→ **TAREAS PENDIENTES**
(a) Transcribe del texto sobre el encuentro con Cristo el fragmento que va de "La revelación definitiva" a "contacto con él.".
(b) Según el texto sobre el encuentro con Cristo, ¿qué cuatro datos precisa el Evangelio de Juan (1, 35 y 42)?
(c) Escribe lo que sigue al final del texto sobre el encuentro con Cristo.

→ **FRAGMENTO EXTRAÍDO**
= = =
La revelación definitiva de Dios -como observaba en el siglo II san Ireneno, obispo de Lyon-, se cumplió "cuando el Verbo se hizo hombre, haciéndose semejante al hombre y al hombre semejante a él, para que, a través de la semejanza con el Hijo, el hombre llegara a ser precioso ante los ojos del Padre". Este abrazo íntimo entre la divinidad y la humanidad, que san Bernardo compara con el "beso" del que habla el Cantar de los Cantares, se da entre la persona de Cristo y quien entra en contacto con él.
Es un encuentro que tiene lugar en la vida cotidiana, en el tiempo y en el espacio. Es sugerente, en este sentido, que en el Evangelio de Juan (1, 35 y 42) encontremos una indicación cronológica precisa de un día y de una hora, de una localidad y de una casa, en la que residía Jesús. Hombres de vida sencilla son transformados, incluso en su mismo nombre, por aquel encuentro. Una vida atravesada por Cristo significa, de hecho, un profundo cambio en la propia historia cotidiana y en los propios proyectos. Cuando aquellos pescadores de Galilea se encuentran con Jesús en la playa del lago y escuchan su llamada, "llevaron a tierra las barcas y, dejándolo todo, le siguieron"". Es un cambio radical que no admite titubeos y encamina por una senda llena de dificultades, pero es sumamente liberador: "Si alguno quiere venir en pos de mí, niéguese a sí mismo, tome su cruz y sígame".
= = =
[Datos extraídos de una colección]
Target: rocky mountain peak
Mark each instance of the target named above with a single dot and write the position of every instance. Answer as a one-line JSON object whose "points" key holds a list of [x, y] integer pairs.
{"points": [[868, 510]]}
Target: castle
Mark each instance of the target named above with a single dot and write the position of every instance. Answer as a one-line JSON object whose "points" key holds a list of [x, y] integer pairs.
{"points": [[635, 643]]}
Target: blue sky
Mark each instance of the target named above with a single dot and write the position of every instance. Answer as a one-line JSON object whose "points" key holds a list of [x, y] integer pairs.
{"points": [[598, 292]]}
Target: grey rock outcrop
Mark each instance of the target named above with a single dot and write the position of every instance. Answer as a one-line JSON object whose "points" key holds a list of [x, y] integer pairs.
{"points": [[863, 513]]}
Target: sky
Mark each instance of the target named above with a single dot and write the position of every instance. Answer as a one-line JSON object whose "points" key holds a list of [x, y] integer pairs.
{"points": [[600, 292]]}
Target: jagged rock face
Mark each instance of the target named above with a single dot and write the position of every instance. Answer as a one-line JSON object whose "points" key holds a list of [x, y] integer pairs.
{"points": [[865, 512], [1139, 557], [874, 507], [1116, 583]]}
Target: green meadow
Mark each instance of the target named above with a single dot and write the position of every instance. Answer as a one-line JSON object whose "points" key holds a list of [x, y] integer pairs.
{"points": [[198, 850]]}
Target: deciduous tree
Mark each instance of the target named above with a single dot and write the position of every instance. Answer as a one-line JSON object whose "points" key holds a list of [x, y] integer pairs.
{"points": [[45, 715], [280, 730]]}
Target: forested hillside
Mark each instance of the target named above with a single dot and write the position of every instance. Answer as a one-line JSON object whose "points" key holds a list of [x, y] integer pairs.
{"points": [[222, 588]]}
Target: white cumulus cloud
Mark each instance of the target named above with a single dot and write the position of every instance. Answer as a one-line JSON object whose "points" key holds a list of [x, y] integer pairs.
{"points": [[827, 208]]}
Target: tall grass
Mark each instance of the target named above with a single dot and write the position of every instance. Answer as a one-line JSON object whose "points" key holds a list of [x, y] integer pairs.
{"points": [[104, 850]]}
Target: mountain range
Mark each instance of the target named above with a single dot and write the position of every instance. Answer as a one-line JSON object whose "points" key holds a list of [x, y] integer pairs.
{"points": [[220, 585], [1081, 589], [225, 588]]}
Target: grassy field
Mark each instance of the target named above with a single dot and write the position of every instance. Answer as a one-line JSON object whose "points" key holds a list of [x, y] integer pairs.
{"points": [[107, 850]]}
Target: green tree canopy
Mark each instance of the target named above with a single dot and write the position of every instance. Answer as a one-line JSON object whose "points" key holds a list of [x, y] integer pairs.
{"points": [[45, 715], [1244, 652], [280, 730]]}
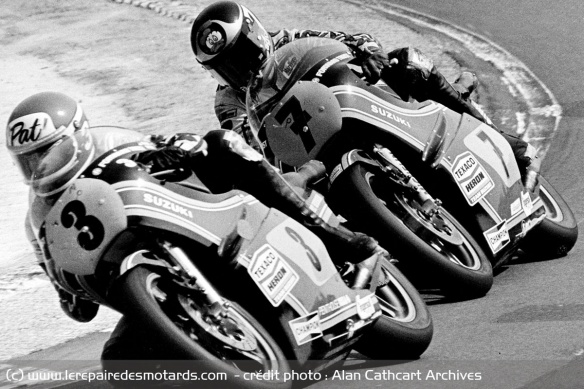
= = =
→ **TAREAS RESUELTAS**
(a)
La revelación definitiva de Dios -como observaba en el siglo II san Ireneno, obispo de Lyon-, se cumplió "cuando el Verbo se hizo hombre, haciéndose semejante al hombre y al hombre semejante a él, para que, a través de la semejanza con el Hijo, el hombre llegara a ser precioso ante los ojos del Padre". Este abrazo íntimo entre la divinidad y la humanidad, que san Bernardo compara con el "beso" del que habla el Cantar de los Cantares, se da entre la persona de Cristo y quien entra en contacto con él.

(b) Un día, una hora, una localidad y una casa, en la que residía Jesús.

(c)
Cuando Cristo se cruza con la vida de una persona, provoca inquietud en su conciencia, lee en su corazón, como sucede con la Samaritana, a quien le dice "todo lo que ha hecho". En especial, hace brotar el arrepentimiento y el amor, como le sucede a Zaqueo, quien da la mitad de sus bienes a los pobres y restituye cuatro veces más de lo que ha defraudado. Lo mismo le sucede a la pecadora arrepentida a la que se le perdonan los pecados "porque ha amado mucho" y a la adúltera a quien, en lugar de juzgarla, la exhorta a llevar una nueva existencia lejos del pecado. El encuentro con Jesús es semejante a una regeneración: da origen a la nueva criatura, capaz de un verdadero culto, que consiste en la adoración del Padre "en espíritu y en verdad".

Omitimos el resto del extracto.